What this task involves: Write out all of the entries exactly, please.

Material to process:
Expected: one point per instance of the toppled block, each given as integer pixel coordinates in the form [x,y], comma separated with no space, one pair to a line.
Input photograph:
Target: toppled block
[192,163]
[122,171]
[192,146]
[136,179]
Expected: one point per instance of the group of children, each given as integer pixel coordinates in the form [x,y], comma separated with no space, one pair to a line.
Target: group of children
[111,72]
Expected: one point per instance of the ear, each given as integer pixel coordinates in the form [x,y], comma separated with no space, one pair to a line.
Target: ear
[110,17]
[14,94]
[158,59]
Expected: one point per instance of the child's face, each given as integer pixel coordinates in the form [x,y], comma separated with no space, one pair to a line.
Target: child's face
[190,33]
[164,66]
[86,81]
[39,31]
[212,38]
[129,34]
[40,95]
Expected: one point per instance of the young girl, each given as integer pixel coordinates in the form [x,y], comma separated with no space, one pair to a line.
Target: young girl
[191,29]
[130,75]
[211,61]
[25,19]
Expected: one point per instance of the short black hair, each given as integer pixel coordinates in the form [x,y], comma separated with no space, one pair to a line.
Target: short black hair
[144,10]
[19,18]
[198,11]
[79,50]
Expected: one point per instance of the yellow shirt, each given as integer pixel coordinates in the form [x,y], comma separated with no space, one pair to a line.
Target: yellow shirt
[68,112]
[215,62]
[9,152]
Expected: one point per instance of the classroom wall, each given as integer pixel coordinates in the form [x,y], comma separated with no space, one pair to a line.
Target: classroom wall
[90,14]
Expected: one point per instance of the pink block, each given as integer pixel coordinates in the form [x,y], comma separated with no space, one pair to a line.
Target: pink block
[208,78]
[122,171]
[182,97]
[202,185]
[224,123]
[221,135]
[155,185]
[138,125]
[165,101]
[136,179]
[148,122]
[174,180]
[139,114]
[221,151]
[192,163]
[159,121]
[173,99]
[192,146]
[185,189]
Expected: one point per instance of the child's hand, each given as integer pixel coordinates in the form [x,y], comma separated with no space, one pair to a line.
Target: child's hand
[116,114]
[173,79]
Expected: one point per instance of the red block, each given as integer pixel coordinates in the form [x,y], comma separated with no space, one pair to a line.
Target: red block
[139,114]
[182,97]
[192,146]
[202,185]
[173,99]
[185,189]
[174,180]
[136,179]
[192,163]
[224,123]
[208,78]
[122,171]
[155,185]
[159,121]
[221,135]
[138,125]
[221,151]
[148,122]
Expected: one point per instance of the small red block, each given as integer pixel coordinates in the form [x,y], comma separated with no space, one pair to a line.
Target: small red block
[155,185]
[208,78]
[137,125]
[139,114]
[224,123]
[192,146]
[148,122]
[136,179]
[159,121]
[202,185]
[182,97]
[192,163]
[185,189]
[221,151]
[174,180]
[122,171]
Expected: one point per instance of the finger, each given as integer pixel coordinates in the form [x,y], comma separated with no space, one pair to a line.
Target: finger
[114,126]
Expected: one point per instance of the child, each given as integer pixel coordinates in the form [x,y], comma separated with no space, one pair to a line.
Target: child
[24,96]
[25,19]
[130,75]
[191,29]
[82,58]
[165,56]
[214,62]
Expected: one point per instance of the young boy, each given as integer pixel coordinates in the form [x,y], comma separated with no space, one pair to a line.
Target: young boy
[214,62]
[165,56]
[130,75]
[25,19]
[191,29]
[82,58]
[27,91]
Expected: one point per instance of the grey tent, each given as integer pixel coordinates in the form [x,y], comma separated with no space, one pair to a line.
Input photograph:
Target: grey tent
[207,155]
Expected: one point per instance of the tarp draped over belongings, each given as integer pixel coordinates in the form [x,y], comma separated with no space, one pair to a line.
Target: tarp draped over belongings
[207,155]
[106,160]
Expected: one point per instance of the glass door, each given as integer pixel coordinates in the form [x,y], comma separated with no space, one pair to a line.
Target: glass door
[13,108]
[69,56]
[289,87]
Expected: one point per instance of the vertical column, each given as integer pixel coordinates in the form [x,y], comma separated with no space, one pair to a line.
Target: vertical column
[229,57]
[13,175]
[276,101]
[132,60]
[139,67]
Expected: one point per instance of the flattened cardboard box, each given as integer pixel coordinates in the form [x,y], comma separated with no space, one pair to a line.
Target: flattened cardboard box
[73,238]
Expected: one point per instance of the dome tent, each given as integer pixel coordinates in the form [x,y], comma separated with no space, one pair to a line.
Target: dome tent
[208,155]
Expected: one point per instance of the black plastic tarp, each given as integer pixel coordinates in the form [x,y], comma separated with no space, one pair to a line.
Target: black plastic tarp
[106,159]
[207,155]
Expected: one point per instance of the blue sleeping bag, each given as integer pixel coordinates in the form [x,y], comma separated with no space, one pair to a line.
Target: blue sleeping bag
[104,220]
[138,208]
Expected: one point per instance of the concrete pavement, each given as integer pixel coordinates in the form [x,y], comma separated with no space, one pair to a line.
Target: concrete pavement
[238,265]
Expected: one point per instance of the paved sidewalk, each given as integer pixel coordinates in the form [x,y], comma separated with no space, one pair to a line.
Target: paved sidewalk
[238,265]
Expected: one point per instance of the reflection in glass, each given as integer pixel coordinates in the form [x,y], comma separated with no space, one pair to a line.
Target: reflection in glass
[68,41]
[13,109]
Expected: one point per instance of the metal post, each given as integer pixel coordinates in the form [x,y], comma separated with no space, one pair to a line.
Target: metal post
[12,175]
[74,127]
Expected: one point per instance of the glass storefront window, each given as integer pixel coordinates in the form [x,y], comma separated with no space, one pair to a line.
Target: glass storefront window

Completed exercise:
Expected: one point per instance of the toppled block, each given as integer pixel coordinates in the form [x,y], comma separated with no space, one pair to a line.
Input photograph:
Target: toppled block
[192,163]
[122,171]
[192,146]
[136,179]
Expected: one point per instance of the group of children, each given as integer pixel coordinates in the form [x,y], comma separated with no space, one pair to a line.
Target: group of children
[111,72]
Expected: one point per instance of the ear, each given as integer pixel coordinates in the form [x,y], comma separated with no space, one pair to a line.
Target: ear
[110,17]
[14,94]
[158,59]
Expected: one point per instance of the child's face, each given as integer pixel coordinates in the form [x,y], comma separated with no space, one pair to a line.
Target: child's face
[190,33]
[164,66]
[86,81]
[39,31]
[212,38]
[129,34]
[40,95]
Expected: one point per instance of the young girl, each given as integer pixel coordinates in the form [x,y], comma separated with no space, one pair to a line.
Target: young girl
[191,29]
[130,75]
[211,61]
[25,19]
Expected: one point per instance of the short black hair, each given as integer pixel coordinates in the form [x,y], comma separated with no space, one pair to a line.
Target: short black hair
[144,10]
[19,18]
[198,11]
[79,50]
Expected: one point per instance of the yellow shirt, each given as integer pixel coordinates in the form [x,y], comma separated with no space, one pair to a line.
Target: yellow shirt
[68,112]
[215,62]
[9,152]
Expected: one point per instance of the classroom wall, each given as integer pixel coordinates in the form [x,y], comma separated with no space, one pair to a line.
Target: classroom wall
[90,14]
Expected: one point per instance of the pink block, each given as integer pixel coordinates in the form [x,y], comma separated with no space, one pair to a line.
Target: pink block
[208,78]
[122,171]
[182,97]
[202,185]
[224,123]
[221,135]
[155,185]
[138,125]
[165,101]
[136,179]
[148,122]
[174,180]
[139,114]
[221,151]
[192,163]
[159,121]
[173,99]
[192,146]
[185,189]
Expected: one point per instance of the child's hand, each given as integer pixel coordinates in the form [x,y], comma separated with no space, one pair to a line.
Target: child's hand
[116,114]
[173,79]
Expected: one point per instance of the red block, each given as integer pixel coordinates in the form [x,y], comma separated with no space, one pair to a line.
Target: red block
[139,114]
[182,97]
[192,146]
[202,185]
[173,99]
[185,189]
[174,180]
[136,179]
[192,163]
[224,123]
[208,78]
[122,171]
[155,185]
[159,121]
[221,135]
[138,125]
[221,151]
[148,122]
Expected: one point per instance of the small red block, each given as integer pixel coordinates in the form [x,y], comma separated with no space, one pair to a line.
Target: small red block
[155,185]
[208,78]
[137,125]
[139,114]
[224,123]
[192,146]
[148,122]
[136,179]
[159,121]
[202,185]
[182,97]
[192,163]
[185,189]
[221,151]
[174,180]
[122,171]
Expected: one point per instance of the finger, each given as integer pixel coordinates in the form [x,y], comma separated with no space, one pair to a line.
Target: finger
[114,126]
Expected: one point per instance of the child, each given as integer pixel coordinates in the form [x,y], comma separated with no space, one pair to a line.
Target: child
[24,96]
[25,19]
[130,75]
[191,29]
[82,58]
[165,56]
[214,62]
Expected: one point per instance of the young boy, each given as integer pixel coordinates in the form [x,y], comma separated with no space, one pair to a line.
Target: young boy
[214,62]
[165,56]
[130,75]
[25,19]
[191,29]
[82,58]
[27,91]
Expected: one point per instance of the grey tent, each given as integer pixel coordinates in the form [x,y], comma separated with no space, one pair to a line.
Input photograph:
Target: grey tent
[207,155]
Expected: one point per instance of the tarp draped over belongings, each given as integer pixel coordinates in the form [x,y], comma separated with no space, one pair to a line.
Target: tarp draped over belongings
[207,155]
[106,160]
Expected: one point per instance of the glass door, each given as integer pixel coordinates in the form [x,y], comma separated with no space, one pair to a line.
Target: glass door
[13,108]
[69,56]
[289,87]
Expected: one point per instance of the vertical column, each given as integer pixel coordinates in the form [x,y], comma separated with no space, one pair to a line.
Target: vertical column
[229,57]
[13,175]
[276,101]
[132,60]
[139,67]
Expected: one point per instance of the flattened cardboard box, each given as integer pixel coordinates in the form [x,y], comma separated with no space, one pair to a line.
Target: flattened cardboard box
[73,238]
Expected: one point per instance of the dome tent, each given as integer pixel coordinates in the form [x,y], comma separated with no space, one pair to a line.
Target: dome tent
[208,155]
Expected: one point per instance of the black plastic tarp, each given as integer pixel coordinates in the form [x,y], comma separated with no space, one pair to a line.
Target: black plastic tarp
[106,159]
[207,155]
Expected: one point per instance of the blue sleeping bag, each given as integer pixel coordinates in the form [x,y], comma separated with no space, one pair to a line.
Target: blue sleeping bag
[104,220]
[138,208]
Expected: one point per instance of the concrete pavement, each given as integer pixel coordinates in the form [x,y], comma separated with no space, one pair to a line.
Target: concrete pavement
[238,265]
Expected: one point per instance of the paved sidewalk, each given as integer pixel coordinates in the form [x,y], comma separated with no space, one pair to a line.
Target: paved sidewalk
[238,265]
Expected: one point per instance of the reflection in glass, each given as integer pixel coordinates in the form [x,y], comma separated with no space, one pair to a line.
Target: reflection in glass
[68,41]
[13,109]
Expected: one point per instance of the metal post, each given as integer pixel coordinates in the form [x,y], comma separated with no space, one pair to a line.
Target: metal post
[12,175]
[74,127]
Expected: one point per instance of the glass storefront window, each given as integer pixel coordinates in the form [x,y], comma separated with no space, one pair to a line.
Target: glass storefront window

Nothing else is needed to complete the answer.